■ Work to be completed
For this task, copy all of the data below exactly and skip the pictures.

......

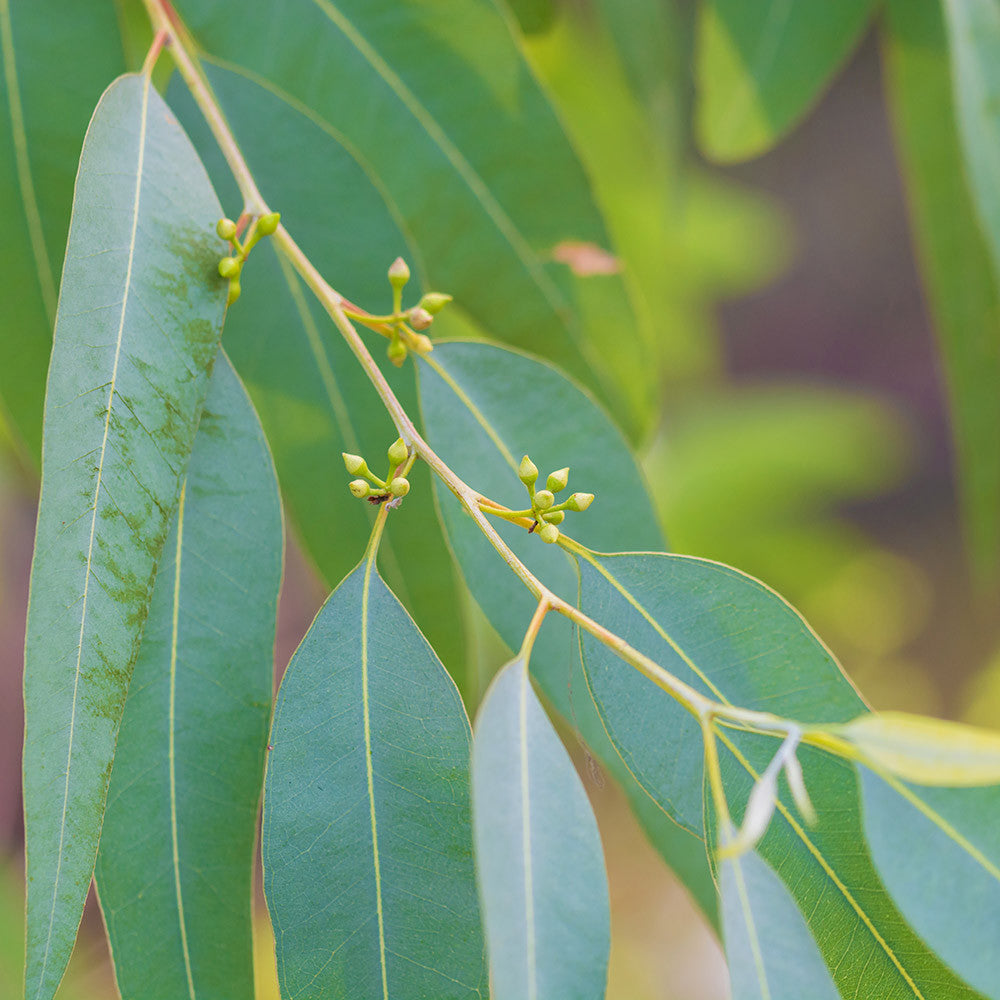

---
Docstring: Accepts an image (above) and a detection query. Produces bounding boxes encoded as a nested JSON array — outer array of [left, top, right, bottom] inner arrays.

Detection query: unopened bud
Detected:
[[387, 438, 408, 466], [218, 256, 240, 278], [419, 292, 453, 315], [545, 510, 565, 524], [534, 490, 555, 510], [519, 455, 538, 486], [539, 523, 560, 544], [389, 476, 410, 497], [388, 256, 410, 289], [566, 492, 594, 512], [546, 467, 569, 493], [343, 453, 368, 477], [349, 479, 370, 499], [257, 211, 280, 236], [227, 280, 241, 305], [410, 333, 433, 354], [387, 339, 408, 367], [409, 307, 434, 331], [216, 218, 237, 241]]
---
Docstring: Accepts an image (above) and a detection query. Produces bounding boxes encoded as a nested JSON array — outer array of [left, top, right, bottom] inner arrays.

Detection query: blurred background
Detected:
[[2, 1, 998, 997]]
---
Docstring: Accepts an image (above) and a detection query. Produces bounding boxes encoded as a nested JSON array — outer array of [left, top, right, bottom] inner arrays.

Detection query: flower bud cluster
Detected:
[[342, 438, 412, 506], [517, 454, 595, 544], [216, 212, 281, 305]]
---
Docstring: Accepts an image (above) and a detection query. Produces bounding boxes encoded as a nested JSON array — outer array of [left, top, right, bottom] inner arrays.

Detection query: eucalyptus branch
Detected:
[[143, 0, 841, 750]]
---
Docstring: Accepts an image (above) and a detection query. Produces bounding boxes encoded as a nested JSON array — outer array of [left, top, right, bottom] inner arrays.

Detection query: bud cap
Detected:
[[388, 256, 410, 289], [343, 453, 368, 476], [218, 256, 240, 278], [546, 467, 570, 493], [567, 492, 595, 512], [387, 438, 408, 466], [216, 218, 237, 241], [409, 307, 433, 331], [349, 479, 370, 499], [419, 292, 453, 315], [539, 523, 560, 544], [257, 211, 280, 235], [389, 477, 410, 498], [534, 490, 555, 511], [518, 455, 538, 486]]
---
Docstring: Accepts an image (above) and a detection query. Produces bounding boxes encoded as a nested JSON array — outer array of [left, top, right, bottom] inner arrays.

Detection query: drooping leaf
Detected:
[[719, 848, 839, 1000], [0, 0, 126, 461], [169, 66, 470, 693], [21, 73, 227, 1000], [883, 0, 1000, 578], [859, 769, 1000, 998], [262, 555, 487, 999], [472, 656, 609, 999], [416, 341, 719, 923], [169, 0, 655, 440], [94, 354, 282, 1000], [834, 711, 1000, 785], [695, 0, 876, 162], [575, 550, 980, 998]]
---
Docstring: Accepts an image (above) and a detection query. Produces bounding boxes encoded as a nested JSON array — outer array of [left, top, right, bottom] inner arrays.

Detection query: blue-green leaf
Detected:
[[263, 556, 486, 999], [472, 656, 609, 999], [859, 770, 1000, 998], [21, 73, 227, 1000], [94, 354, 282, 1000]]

......

■ Answer to this task
---
Docstring: Accepts an image (above) and a detection query. Produces bounding boxes encoded as a nested JSON array — outer array of [left, top, right, bottom] inner arrays.

Detection query: unopened bud
Detected:
[[387, 438, 408, 466], [218, 256, 240, 278], [419, 292, 453, 315], [545, 510, 565, 524], [534, 490, 555, 510], [519, 455, 538, 486], [539, 523, 560, 544], [389, 476, 410, 497], [388, 256, 410, 289], [566, 492, 594, 512], [546, 467, 569, 493], [343, 453, 368, 477], [349, 479, 370, 499], [257, 211, 280, 236], [227, 280, 241, 305], [410, 333, 433, 354], [387, 339, 408, 367], [409, 307, 434, 331], [216, 218, 237, 241]]
---
Docstring: Accepts an image (above) and a detection query. Produces bounding boxes encoded as a nested JSON array — outer array of [left, top, right, bottom] inner arrays.

Detection query: blurred background
Detected:
[[2, 1, 998, 997]]
---
Docstring: Accepts an image (above) and a detection query. Produces bounding boxes encoded as a nested JSON array — outer array of [left, top, right, bottom] inner arrays.

Detection query: flower bud cluster
Detected:
[[342, 438, 412, 506], [517, 454, 595, 544], [216, 212, 281, 305]]
---
Docstring: Accepts an image (above) and a detection query. Produces bounding boxes encoded as a nested JSON array — outer array of [left, top, right, bottom] inner arrays.

Detection query: eucalyptus branch
Detected:
[[143, 0, 841, 750]]
---
Docstring: Accepts an image (above) and a detection query. Produces bounding boxes encoded as a nested JSON array — outer array of [left, top, right, bottom] inner arrays.

Detection query: bud cap
Detected:
[[388, 256, 410, 289], [343, 453, 368, 476], [218, 256, 240, 278], [546, 467, 570, 493], [567, 492, 595, 512], [387, 438, 408, 466], [216, 218, 237, 241], [409, 307, 433, 331], [349, 479, 370, 499], [419, 292, 453, 315], [539, 523, 560, 544], [257, 211, 280, 235], [389, 477, 410, 498], [534, 490, 555, 511], [518, 455, 538, 486]]
---
Docstring: Accepts an image (above) and a detection query. Produces bounding boxes encoded as a nested JSON array — outer array of [left, top, right, bottom] inner arrays.

Detection query: drooping leaf
Detected:
[[719, 848, 839, 1000], [0, 0, 126, 461], [169, 66, 470, 693], [21, 73, 227, 1000], [883, 0, 1000, 578], [859, 769, 1000, 998], [262, 555, 487, 999], [472, 656, 609, 999], [416, 341, 719, 923], [169, 0, 655, 440], [94, 354, 282, 1000], [834, 711, 1000, 785], [695, 0, 876, 162], [575, 550, 980, 998]]
---
Docstring: Accepts an image (above) and a detection query. Produces bounding boxes encoded as a nested JSON array — outer array of [left, top, right, bottom] inner arrays.

Detection query: blue-green leaf
Detected:
[[263, 556, 486, 999], [472, 656, 609, 999], [859, 770, 1000, 998], [21, 73, 227, 1000], [94, 354, 282, 1000]]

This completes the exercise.